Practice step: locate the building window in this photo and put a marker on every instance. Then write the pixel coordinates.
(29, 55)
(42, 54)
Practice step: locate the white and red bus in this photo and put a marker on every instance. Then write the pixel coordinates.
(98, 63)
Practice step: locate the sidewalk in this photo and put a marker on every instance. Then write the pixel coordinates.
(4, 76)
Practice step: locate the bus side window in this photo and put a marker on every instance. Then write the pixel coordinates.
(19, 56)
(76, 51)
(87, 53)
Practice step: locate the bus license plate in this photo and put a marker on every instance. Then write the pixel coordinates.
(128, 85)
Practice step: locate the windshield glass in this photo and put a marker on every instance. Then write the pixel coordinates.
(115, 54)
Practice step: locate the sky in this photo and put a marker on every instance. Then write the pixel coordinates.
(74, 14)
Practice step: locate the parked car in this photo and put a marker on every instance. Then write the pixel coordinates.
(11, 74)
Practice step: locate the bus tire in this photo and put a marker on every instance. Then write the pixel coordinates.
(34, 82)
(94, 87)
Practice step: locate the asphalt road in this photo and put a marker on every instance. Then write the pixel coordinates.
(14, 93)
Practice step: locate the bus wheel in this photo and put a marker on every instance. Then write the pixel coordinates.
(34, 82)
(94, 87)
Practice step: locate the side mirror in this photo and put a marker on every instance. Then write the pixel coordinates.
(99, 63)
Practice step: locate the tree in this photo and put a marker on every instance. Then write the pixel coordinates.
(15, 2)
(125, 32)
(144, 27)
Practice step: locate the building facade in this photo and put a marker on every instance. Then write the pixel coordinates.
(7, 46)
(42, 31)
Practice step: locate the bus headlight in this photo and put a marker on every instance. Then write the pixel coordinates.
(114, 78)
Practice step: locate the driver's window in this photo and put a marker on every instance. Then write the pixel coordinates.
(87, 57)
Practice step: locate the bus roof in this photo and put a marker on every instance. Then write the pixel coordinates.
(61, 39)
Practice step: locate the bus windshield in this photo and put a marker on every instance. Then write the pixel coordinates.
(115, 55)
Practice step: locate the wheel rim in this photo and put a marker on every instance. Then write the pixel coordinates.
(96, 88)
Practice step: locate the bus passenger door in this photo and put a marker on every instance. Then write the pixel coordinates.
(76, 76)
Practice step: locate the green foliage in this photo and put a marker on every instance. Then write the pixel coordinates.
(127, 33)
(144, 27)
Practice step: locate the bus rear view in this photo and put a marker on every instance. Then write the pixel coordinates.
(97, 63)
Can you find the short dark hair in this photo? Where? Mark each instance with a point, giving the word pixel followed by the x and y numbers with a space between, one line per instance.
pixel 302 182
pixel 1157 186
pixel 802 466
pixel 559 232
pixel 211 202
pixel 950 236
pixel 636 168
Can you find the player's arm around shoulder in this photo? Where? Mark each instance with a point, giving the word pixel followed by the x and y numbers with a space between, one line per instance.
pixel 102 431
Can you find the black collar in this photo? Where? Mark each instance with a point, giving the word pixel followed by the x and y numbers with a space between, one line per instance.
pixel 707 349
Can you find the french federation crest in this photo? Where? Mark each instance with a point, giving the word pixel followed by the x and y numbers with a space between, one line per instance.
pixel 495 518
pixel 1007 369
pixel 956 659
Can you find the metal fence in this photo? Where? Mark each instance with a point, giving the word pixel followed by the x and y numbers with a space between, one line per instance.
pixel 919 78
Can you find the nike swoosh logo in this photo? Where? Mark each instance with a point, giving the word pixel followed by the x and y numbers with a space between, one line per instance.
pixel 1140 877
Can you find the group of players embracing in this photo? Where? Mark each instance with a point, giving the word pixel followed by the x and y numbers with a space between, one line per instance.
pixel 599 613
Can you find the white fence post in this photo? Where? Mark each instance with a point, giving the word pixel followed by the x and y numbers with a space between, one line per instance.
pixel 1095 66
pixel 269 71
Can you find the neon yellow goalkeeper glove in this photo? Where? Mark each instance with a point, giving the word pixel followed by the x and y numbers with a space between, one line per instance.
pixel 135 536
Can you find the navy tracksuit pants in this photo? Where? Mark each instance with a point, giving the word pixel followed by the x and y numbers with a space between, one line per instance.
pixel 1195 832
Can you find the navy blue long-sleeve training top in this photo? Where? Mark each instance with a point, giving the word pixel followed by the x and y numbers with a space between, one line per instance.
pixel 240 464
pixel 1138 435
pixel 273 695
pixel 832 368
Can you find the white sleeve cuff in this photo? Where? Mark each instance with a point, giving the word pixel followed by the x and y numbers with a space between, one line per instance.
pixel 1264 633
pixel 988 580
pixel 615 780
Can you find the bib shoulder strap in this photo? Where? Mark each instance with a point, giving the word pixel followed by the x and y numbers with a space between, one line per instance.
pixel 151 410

__________________________________________________

# What this task involves:
Copy verbatim the lines of the entries above, from the line containing "Can you find the nike" through the line containing "pixel 1195 832", including both of those lines.

# Full solution:
Can you find the nike swoosh logo in this photo? Where? Mark each instance with a point, giving the word pixel followed by the x and y numbers with a space between, one line per instance.
pixel 1140 877
Can you find the group of players embracing in this photo? Where? Mark each instance with a point, giving the word pixel followed by the x and y numbers with a space between, one line per instance.
pixel 599 613
Can you find the white fence post in this photo? Where? Mark each instance with a point, giving the word pixel followed by the x and y numbers with a space between, one line per instance.
pixel 1095 66
pixel 269 71
Can you find the neon yellow goalkeeper glove in this photo? Where? Mark each instance with a point, giving the word pixel followed by the x and y numbers with a space between, one line per instance.
pixel 135 536
Can you find the navy tracksuit pants in this photo? Where? Mark each instance with a point, giving the word pixel followed by the x and y numbers with a space between, one line per instance.
pixel 1195 832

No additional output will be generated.